• WHAT IS NEEDED:
Locate the line that contains "the dirt ground". Reproduce it and all following lines up to the end of the material, exactly and with nothing added.

[Raw records]

..........

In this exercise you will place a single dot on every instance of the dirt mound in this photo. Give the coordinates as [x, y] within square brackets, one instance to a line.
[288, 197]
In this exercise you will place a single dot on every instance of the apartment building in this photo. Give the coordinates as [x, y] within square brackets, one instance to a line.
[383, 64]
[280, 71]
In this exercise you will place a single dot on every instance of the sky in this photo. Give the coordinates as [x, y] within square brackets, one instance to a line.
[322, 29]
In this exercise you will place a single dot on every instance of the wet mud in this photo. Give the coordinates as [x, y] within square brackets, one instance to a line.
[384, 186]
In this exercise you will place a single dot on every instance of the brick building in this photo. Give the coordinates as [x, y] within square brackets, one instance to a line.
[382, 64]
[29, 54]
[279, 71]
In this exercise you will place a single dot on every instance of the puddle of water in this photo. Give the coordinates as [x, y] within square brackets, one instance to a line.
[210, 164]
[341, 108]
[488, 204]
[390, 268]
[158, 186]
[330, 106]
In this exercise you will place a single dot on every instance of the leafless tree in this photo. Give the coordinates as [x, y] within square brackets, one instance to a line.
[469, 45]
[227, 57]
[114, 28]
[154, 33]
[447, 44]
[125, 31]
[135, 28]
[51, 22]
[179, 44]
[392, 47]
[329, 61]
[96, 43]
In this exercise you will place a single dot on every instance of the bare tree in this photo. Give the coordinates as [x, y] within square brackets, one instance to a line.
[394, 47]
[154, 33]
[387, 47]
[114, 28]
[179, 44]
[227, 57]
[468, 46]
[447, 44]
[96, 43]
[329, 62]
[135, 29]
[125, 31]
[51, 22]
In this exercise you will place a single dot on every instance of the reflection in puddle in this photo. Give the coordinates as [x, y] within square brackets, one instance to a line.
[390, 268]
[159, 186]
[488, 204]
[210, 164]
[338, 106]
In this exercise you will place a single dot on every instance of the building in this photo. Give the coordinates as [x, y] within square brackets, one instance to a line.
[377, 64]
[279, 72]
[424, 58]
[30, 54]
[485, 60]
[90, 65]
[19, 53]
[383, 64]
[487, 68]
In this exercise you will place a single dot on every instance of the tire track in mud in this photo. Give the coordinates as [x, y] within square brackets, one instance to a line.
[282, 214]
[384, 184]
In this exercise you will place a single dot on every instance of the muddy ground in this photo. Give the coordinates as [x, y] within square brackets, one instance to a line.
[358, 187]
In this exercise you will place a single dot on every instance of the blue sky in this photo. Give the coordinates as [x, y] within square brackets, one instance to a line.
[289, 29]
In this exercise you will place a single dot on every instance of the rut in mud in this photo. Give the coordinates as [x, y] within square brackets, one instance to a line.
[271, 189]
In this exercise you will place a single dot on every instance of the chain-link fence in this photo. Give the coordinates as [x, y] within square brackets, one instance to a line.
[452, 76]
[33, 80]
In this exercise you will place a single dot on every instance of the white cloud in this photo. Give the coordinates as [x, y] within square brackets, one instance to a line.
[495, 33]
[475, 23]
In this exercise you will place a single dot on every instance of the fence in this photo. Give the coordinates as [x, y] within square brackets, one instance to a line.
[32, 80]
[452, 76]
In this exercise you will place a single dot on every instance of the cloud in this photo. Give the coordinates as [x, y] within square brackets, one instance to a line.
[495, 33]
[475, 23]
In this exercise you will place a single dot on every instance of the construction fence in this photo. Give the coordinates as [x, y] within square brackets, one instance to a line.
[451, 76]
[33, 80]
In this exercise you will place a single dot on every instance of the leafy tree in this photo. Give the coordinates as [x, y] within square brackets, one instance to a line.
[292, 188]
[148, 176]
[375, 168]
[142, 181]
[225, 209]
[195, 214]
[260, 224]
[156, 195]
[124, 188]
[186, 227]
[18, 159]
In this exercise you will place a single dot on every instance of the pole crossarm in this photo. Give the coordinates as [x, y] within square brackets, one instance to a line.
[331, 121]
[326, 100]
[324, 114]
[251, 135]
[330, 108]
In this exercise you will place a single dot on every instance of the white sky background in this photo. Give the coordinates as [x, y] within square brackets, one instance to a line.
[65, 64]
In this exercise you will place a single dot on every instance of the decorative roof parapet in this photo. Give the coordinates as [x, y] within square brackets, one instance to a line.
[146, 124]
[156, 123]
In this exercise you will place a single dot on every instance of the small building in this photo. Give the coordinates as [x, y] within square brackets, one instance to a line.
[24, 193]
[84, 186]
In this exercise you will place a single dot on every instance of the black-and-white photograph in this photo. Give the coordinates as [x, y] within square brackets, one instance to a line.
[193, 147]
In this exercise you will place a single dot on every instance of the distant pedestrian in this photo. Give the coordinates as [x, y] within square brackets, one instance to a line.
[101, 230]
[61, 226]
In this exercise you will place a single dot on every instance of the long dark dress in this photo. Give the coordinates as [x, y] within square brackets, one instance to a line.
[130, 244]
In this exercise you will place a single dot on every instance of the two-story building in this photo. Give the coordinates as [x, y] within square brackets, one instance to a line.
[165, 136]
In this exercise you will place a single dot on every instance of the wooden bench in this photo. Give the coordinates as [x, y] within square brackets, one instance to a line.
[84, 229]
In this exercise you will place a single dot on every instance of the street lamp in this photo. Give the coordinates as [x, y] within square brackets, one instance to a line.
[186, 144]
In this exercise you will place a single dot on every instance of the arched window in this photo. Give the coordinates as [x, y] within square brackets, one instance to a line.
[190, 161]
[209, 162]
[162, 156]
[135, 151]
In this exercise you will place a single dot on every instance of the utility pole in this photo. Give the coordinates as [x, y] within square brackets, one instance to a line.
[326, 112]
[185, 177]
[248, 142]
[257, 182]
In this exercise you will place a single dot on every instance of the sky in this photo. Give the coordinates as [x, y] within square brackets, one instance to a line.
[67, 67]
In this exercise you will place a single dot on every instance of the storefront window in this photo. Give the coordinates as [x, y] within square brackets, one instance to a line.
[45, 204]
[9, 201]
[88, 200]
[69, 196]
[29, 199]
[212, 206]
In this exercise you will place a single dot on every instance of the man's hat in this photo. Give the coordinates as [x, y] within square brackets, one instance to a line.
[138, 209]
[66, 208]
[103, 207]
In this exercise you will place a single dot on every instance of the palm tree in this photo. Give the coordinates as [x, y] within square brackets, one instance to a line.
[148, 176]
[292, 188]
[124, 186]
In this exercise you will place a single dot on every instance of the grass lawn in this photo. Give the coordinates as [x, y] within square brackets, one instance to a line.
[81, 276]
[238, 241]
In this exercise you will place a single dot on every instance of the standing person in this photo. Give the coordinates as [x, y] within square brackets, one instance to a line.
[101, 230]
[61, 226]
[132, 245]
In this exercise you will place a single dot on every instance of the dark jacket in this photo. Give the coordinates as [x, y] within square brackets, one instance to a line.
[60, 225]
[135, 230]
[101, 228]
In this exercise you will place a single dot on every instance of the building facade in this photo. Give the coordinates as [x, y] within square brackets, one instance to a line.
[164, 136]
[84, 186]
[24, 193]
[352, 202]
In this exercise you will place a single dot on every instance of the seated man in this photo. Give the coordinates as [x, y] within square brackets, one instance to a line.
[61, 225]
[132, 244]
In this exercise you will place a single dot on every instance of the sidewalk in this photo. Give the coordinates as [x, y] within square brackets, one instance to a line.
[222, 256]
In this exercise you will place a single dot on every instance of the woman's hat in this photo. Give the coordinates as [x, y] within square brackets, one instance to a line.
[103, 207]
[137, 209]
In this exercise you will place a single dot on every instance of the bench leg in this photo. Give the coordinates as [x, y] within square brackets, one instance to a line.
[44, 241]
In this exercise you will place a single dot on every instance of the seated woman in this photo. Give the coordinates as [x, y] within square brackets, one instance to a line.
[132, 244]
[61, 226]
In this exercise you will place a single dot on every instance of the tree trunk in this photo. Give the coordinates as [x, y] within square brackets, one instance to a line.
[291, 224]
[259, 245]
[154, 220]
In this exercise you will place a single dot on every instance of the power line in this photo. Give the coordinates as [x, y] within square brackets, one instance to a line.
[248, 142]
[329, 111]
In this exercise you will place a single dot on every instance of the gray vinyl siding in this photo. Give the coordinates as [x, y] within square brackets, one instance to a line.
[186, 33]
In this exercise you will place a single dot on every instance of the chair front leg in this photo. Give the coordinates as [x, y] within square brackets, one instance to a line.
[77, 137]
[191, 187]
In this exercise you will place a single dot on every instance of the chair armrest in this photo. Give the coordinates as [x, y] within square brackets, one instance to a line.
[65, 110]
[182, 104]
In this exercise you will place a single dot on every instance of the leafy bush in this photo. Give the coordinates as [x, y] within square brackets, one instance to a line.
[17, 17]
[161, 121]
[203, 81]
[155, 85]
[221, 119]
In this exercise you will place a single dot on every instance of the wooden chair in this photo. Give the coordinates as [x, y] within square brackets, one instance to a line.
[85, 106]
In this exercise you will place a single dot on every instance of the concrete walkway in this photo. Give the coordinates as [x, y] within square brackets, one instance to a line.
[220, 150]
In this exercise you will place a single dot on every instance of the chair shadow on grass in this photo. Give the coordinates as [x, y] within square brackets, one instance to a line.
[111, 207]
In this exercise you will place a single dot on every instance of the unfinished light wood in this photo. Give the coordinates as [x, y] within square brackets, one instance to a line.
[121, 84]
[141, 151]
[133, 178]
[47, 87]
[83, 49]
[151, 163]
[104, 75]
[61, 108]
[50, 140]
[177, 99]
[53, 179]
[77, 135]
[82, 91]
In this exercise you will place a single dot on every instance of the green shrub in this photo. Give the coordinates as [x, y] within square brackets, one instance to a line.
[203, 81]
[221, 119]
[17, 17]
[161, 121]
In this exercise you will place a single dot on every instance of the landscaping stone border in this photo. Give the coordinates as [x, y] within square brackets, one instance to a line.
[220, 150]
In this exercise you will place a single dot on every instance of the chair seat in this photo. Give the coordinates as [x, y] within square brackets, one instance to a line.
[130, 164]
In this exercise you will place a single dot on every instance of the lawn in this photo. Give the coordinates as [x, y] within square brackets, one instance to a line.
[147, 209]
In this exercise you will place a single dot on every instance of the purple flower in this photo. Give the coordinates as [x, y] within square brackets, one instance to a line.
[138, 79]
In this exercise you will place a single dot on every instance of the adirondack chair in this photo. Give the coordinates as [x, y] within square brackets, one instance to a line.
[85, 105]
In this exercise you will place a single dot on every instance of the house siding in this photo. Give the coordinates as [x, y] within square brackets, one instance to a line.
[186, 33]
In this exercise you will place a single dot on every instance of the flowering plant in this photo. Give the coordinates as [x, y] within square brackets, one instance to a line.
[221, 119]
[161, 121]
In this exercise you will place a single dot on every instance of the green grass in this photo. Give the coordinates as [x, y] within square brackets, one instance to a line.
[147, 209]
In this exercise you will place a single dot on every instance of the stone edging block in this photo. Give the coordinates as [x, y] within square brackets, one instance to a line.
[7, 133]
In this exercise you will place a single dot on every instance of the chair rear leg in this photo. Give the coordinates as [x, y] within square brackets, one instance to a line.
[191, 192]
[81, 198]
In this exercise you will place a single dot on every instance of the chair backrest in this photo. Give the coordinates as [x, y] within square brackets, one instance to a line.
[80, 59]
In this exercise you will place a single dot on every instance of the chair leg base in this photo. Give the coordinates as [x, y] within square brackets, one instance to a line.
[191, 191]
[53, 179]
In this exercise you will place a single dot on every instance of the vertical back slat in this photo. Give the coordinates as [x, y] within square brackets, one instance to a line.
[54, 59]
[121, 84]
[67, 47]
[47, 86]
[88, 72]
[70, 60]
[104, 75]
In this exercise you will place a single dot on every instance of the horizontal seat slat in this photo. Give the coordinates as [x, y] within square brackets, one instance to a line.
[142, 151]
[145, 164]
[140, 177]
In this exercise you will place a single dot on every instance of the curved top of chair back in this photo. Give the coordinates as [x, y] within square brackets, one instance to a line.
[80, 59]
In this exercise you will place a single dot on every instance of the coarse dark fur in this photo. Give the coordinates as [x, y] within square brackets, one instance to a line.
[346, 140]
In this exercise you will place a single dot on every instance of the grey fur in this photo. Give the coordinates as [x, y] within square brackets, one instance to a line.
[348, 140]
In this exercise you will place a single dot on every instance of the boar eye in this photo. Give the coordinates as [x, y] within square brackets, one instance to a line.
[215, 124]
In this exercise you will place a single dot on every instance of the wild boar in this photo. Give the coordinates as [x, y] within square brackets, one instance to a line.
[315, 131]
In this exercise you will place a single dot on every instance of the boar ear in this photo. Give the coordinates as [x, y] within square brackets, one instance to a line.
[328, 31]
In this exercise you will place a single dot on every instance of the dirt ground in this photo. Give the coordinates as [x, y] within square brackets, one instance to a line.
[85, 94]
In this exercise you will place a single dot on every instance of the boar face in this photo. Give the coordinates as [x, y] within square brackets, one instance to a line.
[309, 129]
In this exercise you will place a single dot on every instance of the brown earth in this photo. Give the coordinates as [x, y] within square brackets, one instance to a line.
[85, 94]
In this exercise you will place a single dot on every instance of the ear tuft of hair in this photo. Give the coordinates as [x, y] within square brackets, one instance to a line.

..........

• COMPLETED EXERCISE:
In this exercise you will place a single dot on every instance of the dirt ground in this photo. Give the coordinates as [x, y] within square brackets, one instance to a line.
[85, 94]
In this exercise you will place a single dot on every instance of the boar face in this photo. Give the coordinates as [x, y] within square brackets, one instance to a line.
[309, 129]
In this exercise you will place a single dot on every instance of the brown earth in this photo. Give the coordinates as [x, y] within square brackets, one instance to a line.
[85, 94]
In this exercise you will place a single dot on every instance of the ear tuft of hair in this photo. Give the coordinates as [x, y] within square brackets, one instance to a line.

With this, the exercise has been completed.